- [Extract to read]:
______

When I recall my childhood in the 1930s, I remember my family sitting at the dinner table together, all five of us, and starting the meal by saying "itadaki-masu" to express gratitude for the food we were about to eat. My father who was a devout Buddhist would pay his respects at the altar and recite a short sutra before being seated. From time to time, he would tell us to thank the farmers who grew the vegetables and the fisherman who had caught the fish. You could say that mealtimes were also an education.

When World War II began, however, I entered the Naval Academy and my family also evacuated to Choshi on the coast of Chiba prefecture until it was considered dangerous. They then moved to the mountains of Tochigi Prefecture and that was when our mealtimes as one family ended. With the postwar recovery and growing affluence, we started watching TV while eating, and after that, our mealtimes were never the same. This was the situation in my family, so I assume that families all over Japan were experiencing a big change in their eating habits, too. And as society grew more affluent, we began to see obesity, anorexia, metabolic syndrome, diabetes and a host of other problems.

This was considered to be a dangerous situation for the country, and the Basic Law on Food Education was enacted in 2005. According to this law, the 19th of each months is designated "Food Education Day" and June is "Food Education Month." At these times, activities are held to promote food education and improve and inculcate good eating habits.

Most people had probably not heard of "Food Education" until then. It was the army physician and doctor of Chinese medicine, Ishizuka Sagen, who coined the term at the end of the 19th century when he declared that physical growth, mental growth and development of capabilities and aptitude all depended on food education. This was the start of Food Education. Tokyo University had just been established and daily nutrition was not entirely adequate, and the scientific validity of his ideas was still not fully known.

After food education gained currency, the daily diet of children became a major issue for discussion and two problems were identified: first, commercials for high-calorie food with poor nutritional content that targeted children, and second, food additives and preservatives. The first is thought to be related to child obesity and metabolic syndrome, and the latter to attention deficit syndrome (ADHD). As a result, many countries began to stop the advertisements and food additives.

Considered in this light, food education is an issue that reflects both positive and negative aspects of scientific and technological progress. In other words, it is the adverse side of a materially affluent society. And it is understandable that there would be a strong move to "return to nature," advocating, for instance, food grown with organic, not chemical fertilizer.

And of course, this means that babies should also be nourished by breast milk rather infant formula. When I was a physician in the mid-1970s, the British medical journal, Lancet, published an article stating that breastfeeding was the starting point for food education. When infants begin nursing, the protein concentration of breast milk remains relatively stable, but fat and pH levels rise, and with less acidity, it becomes creamier.

In other words, the change in the flavor of breast milk is a sign that tells the infant when nursing has begun and ended. This is not the case with infant formula. It tastes the same from start to finish, so that infant keeps drinking until satiated. This is most likely related to later obesity. It also indicates that breastfeeding is food education at the beginning of the child's life.

In this light, breastfeeding can also be considered the transmission of food culture. Breast milk contains the very small amounts of the ingredients that may also teach the infant the tastes that are important in each food culture: red chili pepper in kimchi food culture, curry in curry food cultures, and miso and soy sauce where miso and soy sauce are used.

Although human beings are special animals, it is still important to coexist with nature. Food education, which is essential to the growth and development of children's healthy emotional and physical development, should begin with breastfeeding, which is start of their lifetime eating habits.

______

- [Extracted information]:
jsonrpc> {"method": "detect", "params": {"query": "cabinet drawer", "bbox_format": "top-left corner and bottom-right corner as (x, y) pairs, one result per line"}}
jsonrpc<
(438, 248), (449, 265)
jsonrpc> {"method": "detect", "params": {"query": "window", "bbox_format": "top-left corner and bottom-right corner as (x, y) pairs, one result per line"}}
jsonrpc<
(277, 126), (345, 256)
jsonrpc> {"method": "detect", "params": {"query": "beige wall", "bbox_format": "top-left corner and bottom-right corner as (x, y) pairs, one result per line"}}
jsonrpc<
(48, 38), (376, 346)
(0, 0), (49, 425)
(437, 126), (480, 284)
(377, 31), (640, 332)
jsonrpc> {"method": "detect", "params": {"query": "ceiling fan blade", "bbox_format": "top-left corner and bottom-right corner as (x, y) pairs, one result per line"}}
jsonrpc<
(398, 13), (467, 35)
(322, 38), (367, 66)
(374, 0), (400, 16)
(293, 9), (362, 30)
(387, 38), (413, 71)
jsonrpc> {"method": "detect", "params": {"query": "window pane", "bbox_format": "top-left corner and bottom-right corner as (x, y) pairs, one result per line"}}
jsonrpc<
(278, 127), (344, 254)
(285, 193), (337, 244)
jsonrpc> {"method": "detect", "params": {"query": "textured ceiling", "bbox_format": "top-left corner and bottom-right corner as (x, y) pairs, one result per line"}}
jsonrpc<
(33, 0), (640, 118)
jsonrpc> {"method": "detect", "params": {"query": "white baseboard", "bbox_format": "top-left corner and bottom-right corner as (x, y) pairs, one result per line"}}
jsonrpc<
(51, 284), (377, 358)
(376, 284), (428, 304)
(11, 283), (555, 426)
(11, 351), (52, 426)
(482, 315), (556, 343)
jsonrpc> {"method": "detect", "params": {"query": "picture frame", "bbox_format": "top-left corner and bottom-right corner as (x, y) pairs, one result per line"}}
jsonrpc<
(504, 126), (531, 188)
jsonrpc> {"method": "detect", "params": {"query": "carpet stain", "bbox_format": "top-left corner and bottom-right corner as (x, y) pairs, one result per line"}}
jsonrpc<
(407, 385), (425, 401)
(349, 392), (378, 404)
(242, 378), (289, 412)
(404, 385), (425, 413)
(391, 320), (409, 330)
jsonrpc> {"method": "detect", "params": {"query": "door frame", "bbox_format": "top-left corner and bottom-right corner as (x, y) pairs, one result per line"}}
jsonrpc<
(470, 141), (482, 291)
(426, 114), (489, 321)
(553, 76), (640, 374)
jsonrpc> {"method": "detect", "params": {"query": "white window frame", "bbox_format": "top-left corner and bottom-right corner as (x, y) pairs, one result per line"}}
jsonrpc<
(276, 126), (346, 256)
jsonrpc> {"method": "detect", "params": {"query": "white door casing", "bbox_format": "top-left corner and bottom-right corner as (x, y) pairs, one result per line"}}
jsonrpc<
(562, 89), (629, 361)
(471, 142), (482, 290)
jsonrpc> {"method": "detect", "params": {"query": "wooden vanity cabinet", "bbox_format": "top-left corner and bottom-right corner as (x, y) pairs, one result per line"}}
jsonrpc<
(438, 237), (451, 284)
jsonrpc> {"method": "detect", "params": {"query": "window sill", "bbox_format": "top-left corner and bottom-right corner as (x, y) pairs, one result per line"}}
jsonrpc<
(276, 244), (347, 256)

______

- [Work to complete]:
**A)** Write out the passage of the food education text between "Although human beings" and "lifetime eating habits.", inclusive.
**B)** According to the food education text, who coined the term "Food Education"?
**C)** Using the food education text, explain why infant formula is thought to be linked to later obesity.
Rely only on the food education text for what comes next.

- [Set of answers]:
**A)**
Although human beings are special animals, it is still important to coexist with nature. Food education, which is essential to the growth and development of children's healthy emotional and physical development, should begin with breastfeeding, which is start of their lifetime eating habits.

**B)** Ishizuka Sagen, an army physician and doctor of Chinese medicine, coined it at the end of the 19th century.

**C)** Breast milk changes in flavor during nursing, which tells the infant when nursing has begun and ended. Infant formula tastes the same from start to finish, so the infant keeps drinking until satiated, and this is most likely related to later obesity.